▶
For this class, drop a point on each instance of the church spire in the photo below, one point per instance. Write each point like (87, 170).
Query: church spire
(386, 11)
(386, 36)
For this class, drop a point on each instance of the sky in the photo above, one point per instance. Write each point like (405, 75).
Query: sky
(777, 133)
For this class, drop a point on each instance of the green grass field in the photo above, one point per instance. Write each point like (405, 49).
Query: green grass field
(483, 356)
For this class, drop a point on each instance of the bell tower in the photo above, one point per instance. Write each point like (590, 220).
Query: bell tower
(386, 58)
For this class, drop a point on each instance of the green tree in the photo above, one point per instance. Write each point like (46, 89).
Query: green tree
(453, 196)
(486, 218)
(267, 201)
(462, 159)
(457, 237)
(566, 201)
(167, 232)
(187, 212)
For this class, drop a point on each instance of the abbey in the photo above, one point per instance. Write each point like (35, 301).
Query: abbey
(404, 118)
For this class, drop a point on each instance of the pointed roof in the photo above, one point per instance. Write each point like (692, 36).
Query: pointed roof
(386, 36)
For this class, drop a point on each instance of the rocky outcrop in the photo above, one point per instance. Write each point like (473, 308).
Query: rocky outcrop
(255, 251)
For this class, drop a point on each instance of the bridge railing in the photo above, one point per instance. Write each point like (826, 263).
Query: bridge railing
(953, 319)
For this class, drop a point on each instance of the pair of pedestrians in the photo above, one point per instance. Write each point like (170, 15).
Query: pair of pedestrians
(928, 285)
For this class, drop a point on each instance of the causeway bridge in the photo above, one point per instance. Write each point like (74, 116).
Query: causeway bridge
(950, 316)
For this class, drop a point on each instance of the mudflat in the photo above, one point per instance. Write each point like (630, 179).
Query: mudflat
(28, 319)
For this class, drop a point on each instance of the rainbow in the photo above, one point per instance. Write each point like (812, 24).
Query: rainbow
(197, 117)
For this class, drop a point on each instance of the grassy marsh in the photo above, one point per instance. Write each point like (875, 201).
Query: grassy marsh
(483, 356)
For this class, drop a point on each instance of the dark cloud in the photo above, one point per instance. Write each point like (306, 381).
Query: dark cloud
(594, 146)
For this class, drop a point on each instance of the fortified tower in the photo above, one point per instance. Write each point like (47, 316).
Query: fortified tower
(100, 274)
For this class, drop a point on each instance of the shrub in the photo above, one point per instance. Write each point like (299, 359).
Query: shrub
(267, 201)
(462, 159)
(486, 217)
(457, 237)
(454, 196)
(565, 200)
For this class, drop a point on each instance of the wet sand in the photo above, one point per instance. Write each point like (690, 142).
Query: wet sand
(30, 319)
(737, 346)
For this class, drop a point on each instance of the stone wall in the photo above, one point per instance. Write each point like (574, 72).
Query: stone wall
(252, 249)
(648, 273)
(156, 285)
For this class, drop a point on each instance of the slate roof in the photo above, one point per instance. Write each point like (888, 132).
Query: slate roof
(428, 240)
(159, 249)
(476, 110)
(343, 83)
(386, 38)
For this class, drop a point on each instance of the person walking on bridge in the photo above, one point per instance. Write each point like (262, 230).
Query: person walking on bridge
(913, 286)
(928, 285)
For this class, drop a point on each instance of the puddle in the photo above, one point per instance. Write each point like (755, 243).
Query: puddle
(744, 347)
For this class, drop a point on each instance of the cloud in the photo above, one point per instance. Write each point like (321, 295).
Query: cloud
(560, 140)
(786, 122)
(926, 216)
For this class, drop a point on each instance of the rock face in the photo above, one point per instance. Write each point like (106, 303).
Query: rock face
◀
§ About this exercise: Of the lines in the data, report each one containing the string "face".

§ Answer for the task:
For this class, drop a point on each instance of the rock face in the photo above, one point per instance. Write each point like (106, 303).
Query: rock face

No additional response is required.